Excerpt: Begin

From a practical point of view, while disagreement about “core beliefs” might be unimportant in some cases, it matters in others. Disagreements about general principles of policy design (e.g. how much regulation a policy should include) are not likely to dissipate later in the policy design process. If a “sufficient consensus” on general policy design (e.g. the primary mechanism for delivery of services) is needed for policy success, efforts to achieve consensus should be made early on. Simply providing information is not likely to do that. More “collaborative and consensus-building methods aimed at challenging stakeholders’ mental models” (Bianchi Citation2022, 408) should be employed in this situation.

Little is known about the opposite situation, i.e. whether (and how) a policy based on unpopular general principles can become more acceptable when it becomes calibrated. As noted in the introduction to this article, it is not uncommon for people to accept calibrated policies that do not align – at least at first sight – with their views of the general policy design. Policy scholars usually suggest that too much disagreement on basic principles will eventually lead to policy failure. It is still unclear how much initial disagreement can be tolerated and overcome by subsequent discussion and information sharing about specific policy parameters. In their study, Jagers, Matti, and Nilsson (Citation2017) showed that stakeholders’ acceptability of environmental policy instruments tends to increase proportionally to their experience with them. In some cases, public acceptability of general projects was relatively low before implementation, but then acceptance increased as the experience of the project grew. However, there can be no guarantee that a policy will be accepted. Acceptability is conditional on factors such as personal experience with or with the view that the decision-making process was fair.

Disclosure statement

No potential conflict of interest was reported by the author(s).

Additional information

Funding

This work was supported by the European Regional Development Fund project “Beyond Security: Role of Conflict in Resilience-Building” (Reg. No.: Z.02.01.01/00/22_008/0004595).

Excerpt: End
Provided data: Begin

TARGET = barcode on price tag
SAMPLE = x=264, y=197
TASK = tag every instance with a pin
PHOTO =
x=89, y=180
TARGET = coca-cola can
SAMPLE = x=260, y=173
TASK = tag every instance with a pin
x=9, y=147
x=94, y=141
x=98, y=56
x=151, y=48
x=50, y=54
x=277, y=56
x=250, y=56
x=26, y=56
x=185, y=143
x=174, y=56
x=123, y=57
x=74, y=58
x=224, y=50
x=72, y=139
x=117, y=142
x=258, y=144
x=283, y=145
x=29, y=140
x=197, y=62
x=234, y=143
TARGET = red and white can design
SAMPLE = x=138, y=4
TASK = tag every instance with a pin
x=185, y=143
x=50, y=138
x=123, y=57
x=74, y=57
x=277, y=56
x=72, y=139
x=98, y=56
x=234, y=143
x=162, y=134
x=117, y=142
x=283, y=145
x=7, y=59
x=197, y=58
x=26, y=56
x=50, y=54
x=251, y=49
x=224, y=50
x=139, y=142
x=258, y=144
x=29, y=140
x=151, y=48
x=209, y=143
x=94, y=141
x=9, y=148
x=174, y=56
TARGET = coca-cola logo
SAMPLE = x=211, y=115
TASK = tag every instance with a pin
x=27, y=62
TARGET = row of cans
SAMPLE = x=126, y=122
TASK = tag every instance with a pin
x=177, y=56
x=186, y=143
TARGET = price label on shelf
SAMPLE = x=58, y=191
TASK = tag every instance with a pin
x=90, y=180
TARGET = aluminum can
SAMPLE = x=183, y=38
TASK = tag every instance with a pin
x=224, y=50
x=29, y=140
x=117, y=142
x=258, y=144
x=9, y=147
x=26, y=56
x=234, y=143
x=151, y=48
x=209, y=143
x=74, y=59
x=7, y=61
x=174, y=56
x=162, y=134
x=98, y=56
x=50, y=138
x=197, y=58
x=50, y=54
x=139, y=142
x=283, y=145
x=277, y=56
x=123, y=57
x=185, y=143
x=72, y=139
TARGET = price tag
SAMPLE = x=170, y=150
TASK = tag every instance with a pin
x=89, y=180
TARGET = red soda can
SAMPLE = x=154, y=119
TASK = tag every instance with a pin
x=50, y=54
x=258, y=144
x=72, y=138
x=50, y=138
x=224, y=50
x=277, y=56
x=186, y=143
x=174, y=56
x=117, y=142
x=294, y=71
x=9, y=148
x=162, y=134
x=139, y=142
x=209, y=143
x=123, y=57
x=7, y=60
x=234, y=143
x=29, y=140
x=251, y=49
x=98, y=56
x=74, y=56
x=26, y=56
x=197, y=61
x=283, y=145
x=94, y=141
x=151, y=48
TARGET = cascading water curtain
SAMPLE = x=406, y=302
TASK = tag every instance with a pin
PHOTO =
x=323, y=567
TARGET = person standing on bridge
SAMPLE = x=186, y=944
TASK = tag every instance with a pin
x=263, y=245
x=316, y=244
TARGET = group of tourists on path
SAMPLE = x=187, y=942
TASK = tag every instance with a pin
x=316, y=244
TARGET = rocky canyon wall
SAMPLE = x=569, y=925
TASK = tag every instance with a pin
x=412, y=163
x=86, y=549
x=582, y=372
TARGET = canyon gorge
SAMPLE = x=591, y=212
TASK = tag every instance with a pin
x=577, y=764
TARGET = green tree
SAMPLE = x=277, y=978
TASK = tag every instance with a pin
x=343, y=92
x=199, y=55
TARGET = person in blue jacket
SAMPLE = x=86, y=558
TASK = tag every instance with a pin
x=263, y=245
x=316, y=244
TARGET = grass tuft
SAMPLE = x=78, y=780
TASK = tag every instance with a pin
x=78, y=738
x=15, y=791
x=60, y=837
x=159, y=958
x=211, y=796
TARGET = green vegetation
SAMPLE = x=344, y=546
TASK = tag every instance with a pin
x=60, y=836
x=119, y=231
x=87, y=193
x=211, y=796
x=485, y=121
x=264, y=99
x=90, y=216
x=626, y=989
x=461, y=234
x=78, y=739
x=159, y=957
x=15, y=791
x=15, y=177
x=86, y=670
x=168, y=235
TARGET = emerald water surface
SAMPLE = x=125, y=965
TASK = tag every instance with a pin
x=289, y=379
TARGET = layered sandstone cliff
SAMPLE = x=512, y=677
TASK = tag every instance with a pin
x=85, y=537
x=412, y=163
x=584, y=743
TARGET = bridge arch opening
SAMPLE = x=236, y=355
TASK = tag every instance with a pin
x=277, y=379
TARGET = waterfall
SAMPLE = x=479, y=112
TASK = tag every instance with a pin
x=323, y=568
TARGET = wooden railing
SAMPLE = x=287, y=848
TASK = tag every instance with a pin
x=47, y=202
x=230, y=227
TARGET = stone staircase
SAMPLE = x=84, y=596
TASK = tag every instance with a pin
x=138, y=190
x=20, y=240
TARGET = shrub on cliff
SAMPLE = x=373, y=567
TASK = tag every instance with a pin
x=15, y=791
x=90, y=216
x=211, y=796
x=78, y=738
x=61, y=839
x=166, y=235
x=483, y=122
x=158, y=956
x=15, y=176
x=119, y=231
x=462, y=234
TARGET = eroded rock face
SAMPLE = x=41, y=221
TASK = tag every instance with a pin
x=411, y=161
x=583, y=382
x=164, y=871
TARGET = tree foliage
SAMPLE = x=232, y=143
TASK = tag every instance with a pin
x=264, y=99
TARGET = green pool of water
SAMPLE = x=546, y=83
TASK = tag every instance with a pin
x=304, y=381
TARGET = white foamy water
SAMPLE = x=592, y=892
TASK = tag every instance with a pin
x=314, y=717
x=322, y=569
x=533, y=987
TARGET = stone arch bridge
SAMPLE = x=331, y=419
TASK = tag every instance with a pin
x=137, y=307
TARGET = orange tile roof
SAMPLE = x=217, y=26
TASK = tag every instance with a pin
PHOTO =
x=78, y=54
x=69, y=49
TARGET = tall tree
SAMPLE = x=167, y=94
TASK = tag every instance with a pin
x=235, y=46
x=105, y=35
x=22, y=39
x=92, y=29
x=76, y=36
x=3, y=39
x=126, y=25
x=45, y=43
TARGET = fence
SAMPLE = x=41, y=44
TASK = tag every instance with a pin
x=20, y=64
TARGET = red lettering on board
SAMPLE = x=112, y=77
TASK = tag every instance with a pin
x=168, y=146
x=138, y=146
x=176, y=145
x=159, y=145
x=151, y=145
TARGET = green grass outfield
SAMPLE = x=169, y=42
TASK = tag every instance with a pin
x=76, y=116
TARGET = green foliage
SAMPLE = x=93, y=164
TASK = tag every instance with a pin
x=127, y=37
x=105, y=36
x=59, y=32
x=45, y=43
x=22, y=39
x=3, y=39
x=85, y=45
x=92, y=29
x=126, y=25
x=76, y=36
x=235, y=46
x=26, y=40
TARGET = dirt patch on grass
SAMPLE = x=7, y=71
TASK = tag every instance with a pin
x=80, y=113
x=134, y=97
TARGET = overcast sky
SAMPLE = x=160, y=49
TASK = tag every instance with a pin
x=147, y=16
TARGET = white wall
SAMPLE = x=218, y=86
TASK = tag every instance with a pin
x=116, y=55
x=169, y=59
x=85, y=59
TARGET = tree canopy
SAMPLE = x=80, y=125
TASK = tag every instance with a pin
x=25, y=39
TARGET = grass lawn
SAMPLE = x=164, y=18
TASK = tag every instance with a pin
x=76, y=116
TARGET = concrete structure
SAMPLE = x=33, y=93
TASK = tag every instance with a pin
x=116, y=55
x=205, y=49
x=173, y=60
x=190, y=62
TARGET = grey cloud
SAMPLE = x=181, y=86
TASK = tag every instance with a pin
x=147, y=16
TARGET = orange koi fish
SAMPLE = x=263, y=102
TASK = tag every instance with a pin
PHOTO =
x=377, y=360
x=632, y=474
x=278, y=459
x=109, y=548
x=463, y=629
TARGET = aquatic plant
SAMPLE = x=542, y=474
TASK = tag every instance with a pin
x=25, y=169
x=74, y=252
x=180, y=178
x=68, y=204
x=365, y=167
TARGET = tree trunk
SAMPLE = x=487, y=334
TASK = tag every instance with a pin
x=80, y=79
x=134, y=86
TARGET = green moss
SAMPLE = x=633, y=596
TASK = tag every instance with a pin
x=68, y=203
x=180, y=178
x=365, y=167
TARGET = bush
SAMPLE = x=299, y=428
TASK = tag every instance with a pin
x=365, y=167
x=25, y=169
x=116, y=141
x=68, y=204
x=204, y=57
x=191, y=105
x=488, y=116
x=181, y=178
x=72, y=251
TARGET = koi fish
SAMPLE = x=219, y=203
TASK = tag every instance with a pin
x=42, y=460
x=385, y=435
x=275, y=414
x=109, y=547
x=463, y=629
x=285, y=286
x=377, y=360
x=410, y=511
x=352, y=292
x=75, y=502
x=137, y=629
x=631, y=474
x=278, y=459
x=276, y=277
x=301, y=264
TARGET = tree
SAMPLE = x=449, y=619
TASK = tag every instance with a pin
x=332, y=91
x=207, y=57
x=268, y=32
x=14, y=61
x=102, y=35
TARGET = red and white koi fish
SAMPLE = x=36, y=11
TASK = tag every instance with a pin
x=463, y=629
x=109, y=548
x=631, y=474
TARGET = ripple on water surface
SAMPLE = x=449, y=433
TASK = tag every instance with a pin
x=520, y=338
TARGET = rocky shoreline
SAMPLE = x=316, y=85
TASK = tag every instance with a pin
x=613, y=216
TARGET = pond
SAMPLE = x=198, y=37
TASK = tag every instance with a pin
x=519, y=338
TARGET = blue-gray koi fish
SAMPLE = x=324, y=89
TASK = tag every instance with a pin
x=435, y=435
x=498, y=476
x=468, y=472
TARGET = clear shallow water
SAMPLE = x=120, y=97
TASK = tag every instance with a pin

Provided data: End

» Parts of the exercise:
1. Translate this sentence from the policy acceptability text into Spanish: "However, there can be no guarantee that a policy will be accepted."
2. Edit the policy acceptability text from "This work was" to "(Reg. No.: Z.02.01.01/00/22_008/0004595).", replacing "supported" with "funded".
3. Continue the policy acceptability text after its final sentence.

» Results of the tasks:
1. Sin embargo, no puede haber garantía de que una política sea aceptada.

2.
This work was funded by the European Regional Development Fund project “Beyond Security: Role of Conflict in Resilience-Building” (Reg. No.: Z.02.01.01/00/22_008/0004595).

3.
Notes

1 Policy acceptability thus might be contrasted with policy acceptance, i.e., attitudes to policies that are already in place. While both acceptability and acceptance refer to attitudes, the term policy support is sometimes used to refer to the behavioral dimension of public policies (Kojo et al. Citation2022). In other words, policy support denotes how people actually behave (e.g., active protests against proposed policies). Concepts of acceptance, acceptability, and support are thus closely related but not synonymous.

2 Ninety percent of respondents agree that there is a need for an institution that would take administrative burdens off school principals and enable them to become pedagogical leaders.

3 It should be noted that the theories summarized below sometimes employ concepts other than policy attitudes. While Zaller, Hurwitz, and many others focus on the concept of attitudes, ACF centers on beliefs, Sniderman and Tetlock focus on preferences, and Carstensen simply talks about ideas. Distinguishing these related terms is not easy because they overlap and differ mostly in their level of abstraction (Maio et al. Citation2003). It is beyond the purpose of this article to untangle the perplexity of these concepts, but we acknowledge that different usage of these concepts might have consequences for the assumptions of theory.